Top of Extracted information

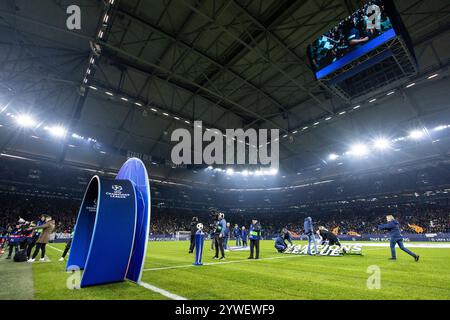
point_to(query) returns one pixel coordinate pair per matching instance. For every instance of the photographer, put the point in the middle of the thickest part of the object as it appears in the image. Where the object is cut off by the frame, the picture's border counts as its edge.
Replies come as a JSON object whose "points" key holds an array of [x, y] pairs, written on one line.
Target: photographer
{"points": [[219, 235], [193, 229], [44, 238]]}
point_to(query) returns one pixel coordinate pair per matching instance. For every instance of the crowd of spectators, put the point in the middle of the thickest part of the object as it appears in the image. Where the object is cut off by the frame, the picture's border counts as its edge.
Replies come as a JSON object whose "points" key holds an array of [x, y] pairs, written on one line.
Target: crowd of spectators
{"points": [[432, 218]]}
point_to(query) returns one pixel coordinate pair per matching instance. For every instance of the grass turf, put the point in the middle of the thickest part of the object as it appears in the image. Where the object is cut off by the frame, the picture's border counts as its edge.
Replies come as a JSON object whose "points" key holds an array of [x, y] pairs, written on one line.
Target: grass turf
{"points": [[276, 276]]}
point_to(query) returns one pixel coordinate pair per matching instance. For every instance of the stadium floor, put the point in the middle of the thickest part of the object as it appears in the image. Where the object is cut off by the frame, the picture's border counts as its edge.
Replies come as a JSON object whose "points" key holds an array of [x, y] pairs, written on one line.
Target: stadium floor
{"points": [[169, 274]]}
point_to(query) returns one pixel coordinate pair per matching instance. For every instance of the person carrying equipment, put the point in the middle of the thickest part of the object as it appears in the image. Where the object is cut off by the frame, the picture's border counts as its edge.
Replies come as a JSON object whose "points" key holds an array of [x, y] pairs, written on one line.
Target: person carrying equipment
{"points": [[193, 228], [237, 235], [14, 239], [226, 236], [309, 232], [326, 235], [244, 235], [35, 236], [255, 236], [44, 238], [286, 235], [393, 227], [280, 244], [219, 235], [67, 248]]}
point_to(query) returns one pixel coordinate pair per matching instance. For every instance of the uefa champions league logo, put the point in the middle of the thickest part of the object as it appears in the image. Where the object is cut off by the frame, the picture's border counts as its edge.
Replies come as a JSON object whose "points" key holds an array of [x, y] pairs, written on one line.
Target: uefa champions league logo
{"points": [[117, 189], [117, 192]]}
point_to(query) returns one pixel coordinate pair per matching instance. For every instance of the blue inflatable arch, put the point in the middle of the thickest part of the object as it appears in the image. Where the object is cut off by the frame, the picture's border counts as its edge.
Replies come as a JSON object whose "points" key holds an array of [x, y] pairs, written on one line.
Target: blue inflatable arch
{"points": [[112, 228]]}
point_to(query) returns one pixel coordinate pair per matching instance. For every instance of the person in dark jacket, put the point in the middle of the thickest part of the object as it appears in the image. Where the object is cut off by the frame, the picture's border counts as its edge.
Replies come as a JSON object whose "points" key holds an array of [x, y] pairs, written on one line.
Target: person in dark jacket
{"points": [[280, 244], [393, 227], [309, 232], [255, 236], [219, 235], [244, 235], [226, 236], [35, 236], [14, 239], [237, 235], [286, 235], [326, 235], [193, 229], [44, 238]]}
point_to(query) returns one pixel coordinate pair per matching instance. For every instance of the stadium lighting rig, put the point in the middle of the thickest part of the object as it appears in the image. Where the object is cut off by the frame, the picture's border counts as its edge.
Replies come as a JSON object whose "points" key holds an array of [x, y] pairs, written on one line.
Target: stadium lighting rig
{"points": [[417, 134], [359, 150], [25, 121], [381, 144]]}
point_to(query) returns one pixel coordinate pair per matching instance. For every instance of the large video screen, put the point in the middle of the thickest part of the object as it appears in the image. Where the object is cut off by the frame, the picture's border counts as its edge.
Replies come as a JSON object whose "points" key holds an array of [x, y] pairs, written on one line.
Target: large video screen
{"points": [[363, 31]]}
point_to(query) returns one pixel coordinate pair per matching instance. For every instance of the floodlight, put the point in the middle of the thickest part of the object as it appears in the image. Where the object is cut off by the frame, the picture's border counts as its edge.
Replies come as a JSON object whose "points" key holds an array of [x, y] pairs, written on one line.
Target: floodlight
{"points": [[417, 134], [381, 144], [359, 150], [25, 121], [57, 131], [333, 157]]}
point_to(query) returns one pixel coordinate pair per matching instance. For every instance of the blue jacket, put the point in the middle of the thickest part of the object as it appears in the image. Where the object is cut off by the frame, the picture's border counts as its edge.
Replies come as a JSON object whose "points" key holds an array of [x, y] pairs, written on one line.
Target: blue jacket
{"points": [[255, 231], [393, 227], [308, 226], [287, 236], [279, 241], [226, 233], [221, 227]]}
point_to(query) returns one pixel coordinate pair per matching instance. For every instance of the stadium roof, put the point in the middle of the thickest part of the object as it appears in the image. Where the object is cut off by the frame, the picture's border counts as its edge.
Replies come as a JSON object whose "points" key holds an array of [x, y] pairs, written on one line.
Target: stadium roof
{"points": [[160, 65]]}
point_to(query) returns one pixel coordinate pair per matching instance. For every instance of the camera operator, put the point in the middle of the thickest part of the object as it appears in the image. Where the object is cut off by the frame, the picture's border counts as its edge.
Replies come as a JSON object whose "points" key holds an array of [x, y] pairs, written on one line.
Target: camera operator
{"points": [[193, 229]]}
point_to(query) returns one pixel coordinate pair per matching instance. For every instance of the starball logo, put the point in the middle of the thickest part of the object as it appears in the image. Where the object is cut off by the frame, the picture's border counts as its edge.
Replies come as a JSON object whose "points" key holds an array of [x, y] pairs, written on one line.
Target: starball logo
{"points": [[117, 192], [234, 146]]}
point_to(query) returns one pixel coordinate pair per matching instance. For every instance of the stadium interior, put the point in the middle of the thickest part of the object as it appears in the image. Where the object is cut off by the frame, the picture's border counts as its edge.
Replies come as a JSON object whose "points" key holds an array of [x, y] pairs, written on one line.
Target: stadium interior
{"points": [[79, 103]]}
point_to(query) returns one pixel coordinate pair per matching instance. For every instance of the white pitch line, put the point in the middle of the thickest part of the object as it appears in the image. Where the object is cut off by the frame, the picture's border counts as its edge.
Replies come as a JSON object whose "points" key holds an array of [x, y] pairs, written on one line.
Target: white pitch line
{"points": [[222, 263], [148, 286], [54, 248], [161, 291]]}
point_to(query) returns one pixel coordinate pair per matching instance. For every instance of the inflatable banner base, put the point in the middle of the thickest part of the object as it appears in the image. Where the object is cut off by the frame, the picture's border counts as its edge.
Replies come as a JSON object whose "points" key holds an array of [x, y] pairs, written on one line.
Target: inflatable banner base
{"points": [[112, 228]]}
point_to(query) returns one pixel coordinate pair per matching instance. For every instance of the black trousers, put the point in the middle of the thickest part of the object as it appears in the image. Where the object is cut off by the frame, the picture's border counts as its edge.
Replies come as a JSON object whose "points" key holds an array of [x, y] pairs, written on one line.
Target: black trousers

Bottom of Extracted information

▶ **Exercise**
When you write out the material, reproduce each line exactly and omit any picture it holds.

▶ **Solution for this task**
point_to(query) returns one pixel coordinate pair per matching instance. For every instance of the photographer, put the point in the middle of the thickest part of the object as it appears in the image. Where the object is cut off by the frame, the picture's border counts as its edge.
Replies come as a JSON object whose "points" key holds an array of [x, y] pairs, written on one line.
Target: photographer
{"points": [[219, 235], [193, 229], [44, 238]]}
point_to(query) returns one pixel coordinate pair per matching instance. For every instance of the crowd of spectators, put the point in the middle of the thickest part of the object as it appears in the image. Where the object is cut off by the frame, the picture's border counts as its edge.
Replies come as a JSON object whose "points" key holds an array of [x, y] pairs, written on one line.
Target: crowd of spectators
{"points": [[432, 218]]}
point_to(query) returns one pixel coordinate pair per matching instance. For every instance of the grass turf, put the point in the middle of the thickest part of the object as it appears in the image. Where the object is cut off by the frame, the picture's border counts as its edge.
Replies come as a JSON object whose "points" key holds an array of [x, y] pairs, written on one line.
Target: grass turf
{"points": [[276, 276]]}
point_to(query) returns one pixel coordinate pair per matching instance. For every instance of the stadium floor, put the point in the middle of the thickest part of the object as it appears in the image. Where the object is cut off by the frame, the picture's border counts as its edge.
Replies come as a JSON object whose "points" key holds an array of [x, y] pairs, written on one line.
Target: stadium floor
{"points": [[169, 274]]}
point_to(query) returns one pixel coordinate pair per matching instance. For every instance of the person carrying equipment, put the point in the middle of the thickest part of the object as it appears in the image. Where the object is cut off by the frame, the picture's border counts as its edge.
Replies come as a JSON object whose "points" key holds an array of [x, y] pairs, written on one line.
Target: person carrying equipment
{"points": [[193, 228], [237, 235], [14, 239], [226, 236], [309, 232], [326, 235], [244, 235], [35, 236], [255, 236], [44, 238], [286, 235], [393, 227], [280, 244], [219, 235], [67, 248]]}
point_to(query) returns one pixel coordinate pair per matching instance. For every instance of the uefa champions league logo, put the point in the middle of the thickest part of the object as it appears in the image. Where the object is cut off by the frame, the picture's border counts as its edge.
Replies come as a JSON object whose "points" key holds an array of [x, y] pairs, written on one line.
Target: uefa champions league logo
{"points": [[117, 189], [117, 192]]}
point_to(query) returns one pixel coordinate pair per matching instance. For every instance of the blue inflatable arch, put the point in the middle of the thickest part of the object as it appears in the image. Where the object is cut off by the frame, the picture's border counts as its edge.
Replies come as a JSON object whose "points" key holds an array of [x, y] pairs, written on one line.
Target: blue inflatable arch
{"points": [[112, 228]]}
point_to(query) returns one pixel coordinate pair per matching instance. For every instance of the person in dark jacket, put the point in the middle of the thickest part of the object as it appears in the image. Where the object is cut off by the frame, the picture's border counts as its edge.
Replies come as a JSON object whose "points" key holds an array of [x, y] pairs, written on one line.
Target: person in dark jacket
{"points": [[280, 244], [393, 227], [309, 232], [255, 236], [219, 235], [244, 235], [226, 236], [35, 236], [14, 239], [237, 235], [286, 235], [326, 235], [193, 229], [44, 238]]}
point_to(query) returns one pixel coordinate pair per matching instance. For every instance of the stadium lighting rig, put the point in the middle of the thickest part of the object as it appears in the image. Where the object is cut off by the frame, the picture's border counts as its edge.
Replies come as a JSON object whose "points" key holds an array of [x, y] pairs, written on one line.
Target: stadium lighting rig
{"points": [[417, 134], [359, 150], [25, 121], [381, 144]]}
point_to(query) returns one pixel coordinate pair per matching instance. For every instance of the large video screen, put the point in the middle of the thickest part of the object as it appears in the image. Where the object is cut off by the frame, the picture's border counts as its edge.
Replies come as a JSON object whose "points" key holds an array of [x, y] pairs, written on one line.
Target: large video screen
{"points": [[363, 31]]}
point_to(query) returns one pixel coordinate pair per matching instance. For every instance of the floodlight, put the point in the middle of the thickest part of the object as it appears in the image. Where the object is cut off by the frame, the picture's border counts as its edge.
Replies come as a JSON object whose "points" key holds an array of [x, y] pairs, written on one line.
Target: floodlight
{"points": [[417, 134], [381, 144], [359, 150], [25, 121], [57, 131], [333, 157]]}
point_to(query) returns one pixel coordinate pair per matching instance. For every instance of the blue jacket, put the point in the middle of the thickest part of the object as it appears in the image. Where the object is cut off by the frame, the picture's border counts as its edge.
Replies come as a JSON object whose "points" key holds an array of [x, y] pairs, written on one line.
Target: blue jacket
{"points": [[255, 231], [393, 227], [308, 226], [287, 236], [279, 241], [226, 233], [221, 227]]}
point_to(query) returns one pixel coordinate pair per matching instance. For every instance of the stadium roof, put the point in the middle of the thickest part of the object as it appears in the image. Where the object is cut off by the frame, the picture's border counts as its edge.
Replies come as a JSON object whose "points" key holds an array of [x, y] pairs, written on one line.
Target: stadium roof
{"points": [[160, 65]]}
point_to(query) returns one pixel coordinate pair per matching instance. For every instance of the camera operator, put the point in the middle of the thickest part of the object as it appears in the image. Where the object is cut off by the frame, the picture's border counts as its edge.
Replies come as a JSON object whose "points" key holds an array of [x, y] pairs, written on one line.
Target: camera operator
{"points": [[193, 229]]}
point_to(query) returns one pixel coordinate pair per matching instance. For every instance of the starball logo, put the point in the middle of the thickest part of the object as it appears in the image. Where the object is cut off by the frame, the picture's border counts as its edge.
Replies come as a JSON object whose "points" key holds an array of [x, y] pairs, written on one line.
Target: starball logo
{"points": [[117, 192], [234, 146]]}
point_to(query) returns one pixel coordinate pair per matching instance. For every instance of the stadium interior, put the point in the middle of the thickest part of the object as it appears in the image. Where the object is cut off by the frame, the picture's border counts as its edge.
Replies come as a JSON object whose "points" key holds an array of [x, y] pairs, written on one line.
Target: stadium interior
{"points": [[79, 103]]}
point_to(query) returns one pixel coordinate pair per matching instance. For every instance of the white pitch line, put the point in the middle of the thickest part of the object as it appears in the image. Where the object is cut off by the frame, the picture's border counts as its edge.
Replies come as a JSON object whose "points" key holds an array of [x, y] pairs, written on one line.
Target: white pitch line
{"points": [[222, 263], [148, 286], [54, 248], [161, 291]]}
point_to(query) returns one pixel coordinate pair per matching instance. For every instance of the inflatable banner base, put the point in the middle of the thickest part of the object as it appears in the image. Where the object is cut off by the frame, the picture's border counts as its edge.
Replies come as a JSON object whose "points" key holds an array of [x, y] pairs, written on one line.
Target: inflatable banner base
{"points": [[112, 228]]}
point_to(query) returns one pixel coordinate pair per matching instance. For every instance of the black trousers, put the point in the middle of the thickest part of the object as it appears in the image. Where the object is cut off by the frame, the picture's border counts as its edge.
Replies come as a JSON object whose "points" key holds an array of [x, y] pairs, written on one line.
Target: black trousers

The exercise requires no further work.